SHORT EXERCISE
Update the stretch of lines from the one containing "Label: white curtain" through the one containing "[286,175,300,254]" by replacing "curtain" with "drape" and changing nothing else. Return only those lines.

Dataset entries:
++++

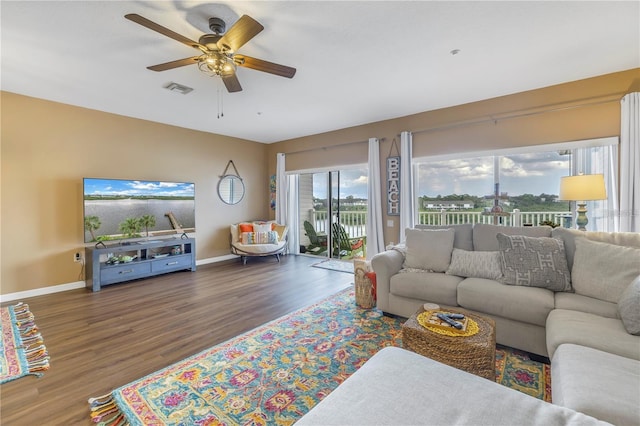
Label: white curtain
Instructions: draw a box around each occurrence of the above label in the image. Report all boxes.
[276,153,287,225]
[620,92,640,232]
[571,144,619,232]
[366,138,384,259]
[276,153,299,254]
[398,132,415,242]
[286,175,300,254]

++++

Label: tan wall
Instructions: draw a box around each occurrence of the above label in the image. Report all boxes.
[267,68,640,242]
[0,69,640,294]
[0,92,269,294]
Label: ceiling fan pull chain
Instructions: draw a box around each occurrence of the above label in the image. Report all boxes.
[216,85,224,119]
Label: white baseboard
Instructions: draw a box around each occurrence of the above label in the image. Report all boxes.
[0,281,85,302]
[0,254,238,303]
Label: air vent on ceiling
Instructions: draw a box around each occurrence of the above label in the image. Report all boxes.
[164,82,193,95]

++++

ANSWER BELOW
Label: white drape
Instructions: draw a box around each occurrence of the above label in the image. Report all boxes.
[276,153,287,225]
[620,92,640,232]
[571,144,619,232]
[366,138,384,259]
[276,153,299,254]
[398,132,415,242]
[286,175,300,254]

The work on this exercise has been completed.